• _CONSIGNES DE L'EXERCICE_:
a. Dans le texte sur l'élection de Lai Ching-te, de quelles couleurs sont les drapeaux que ses partisans agitent ?
b. Écrivez la suite du texte sur l'élection de Lai Ching-te, en commençant juste après l'intertitre « Grave danger ».

• _TEXTE À LIRE_:
* * *

Lai Ching-te a promis samedi de "protéger Taïwan des menaces et intimidations de la Chine" après son élection à la présidence de l'île, Pékin réaffirmant de son côté que la "réunification" était "inévitable". "Nous sommes déterminés à protéger Taïwan des menaces et intimidations continuelles de la Chine", a déclaré l'élu du Parti démocrate progressiste (DPP) face à ses partisans en liesse agitant des drapeaux rouges et verts. Il a félicité la population d'avoir "résisté avec succès aux efforts des forces extérieures pour influencer cette élection".
"Grave danger"

* * *

• _DONNÉES ENREGISTRÉES_:
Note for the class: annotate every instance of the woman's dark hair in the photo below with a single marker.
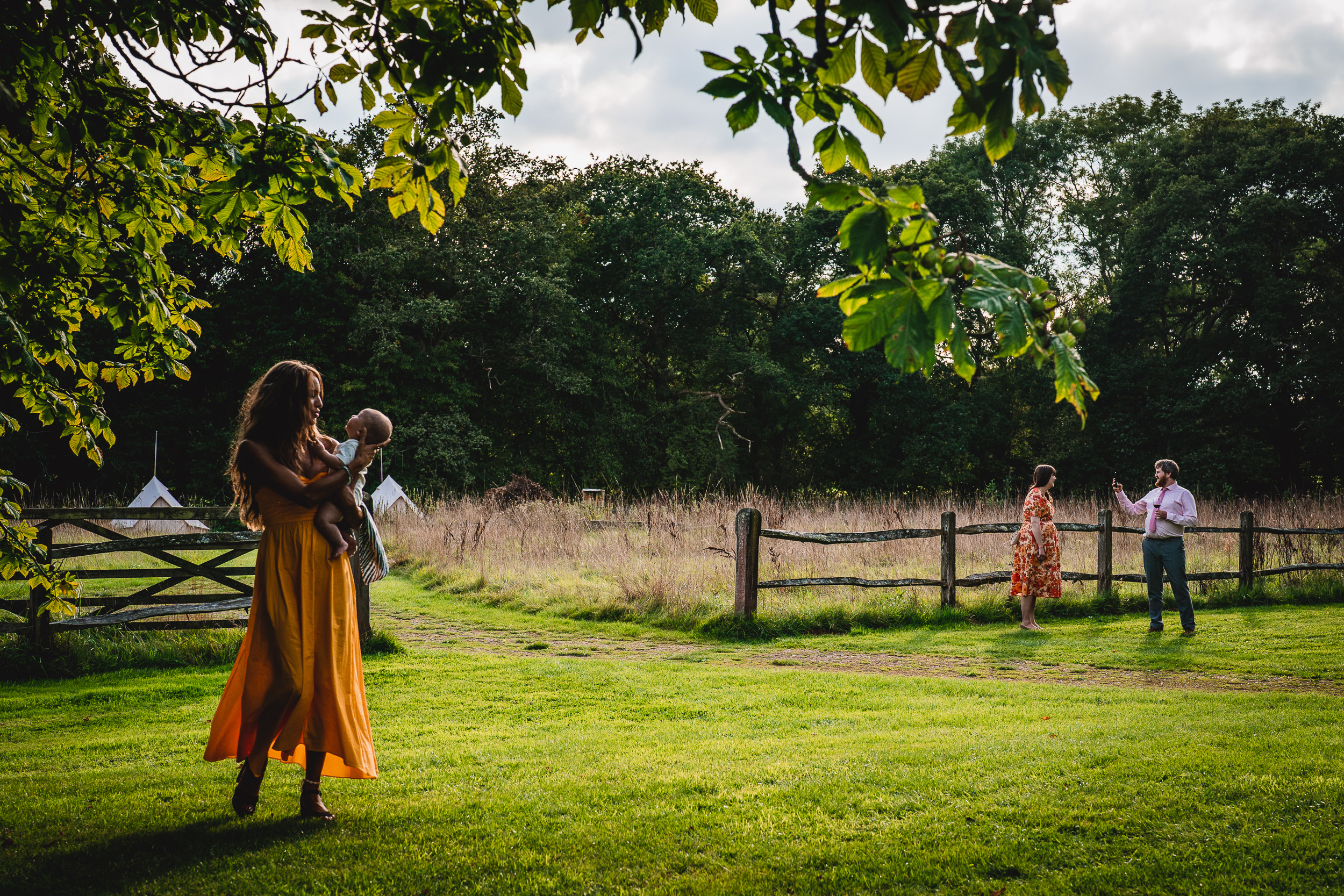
(273, 414)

* * *

• _RÉPONSES PAR CONSIGNE_:
a. Rouges et verts.

b.
Au terme d'une campagne marquée par une forte pression diplomatique et militaire de la Chine, Lai Ching-te a remporté cette élection présidentielle à un tour avec 40,1% des voix, selon des résultats portant sur 99,9% des bureaux de vote. Il prendra ses fonctions le 20 mai. Vice-président sortant, Lai Ching-te, 64 ans, a été qualifié par Pékin de "grave danger" car son parti clame que l'île est de facto indépendante. Le pays communiste, qui considère Taïwan comme l'une de ses provinces, a réagi samedi soir en affirmant que ce vote "n'entravera pas la tendance inévitable d'une réunification avec la Chine".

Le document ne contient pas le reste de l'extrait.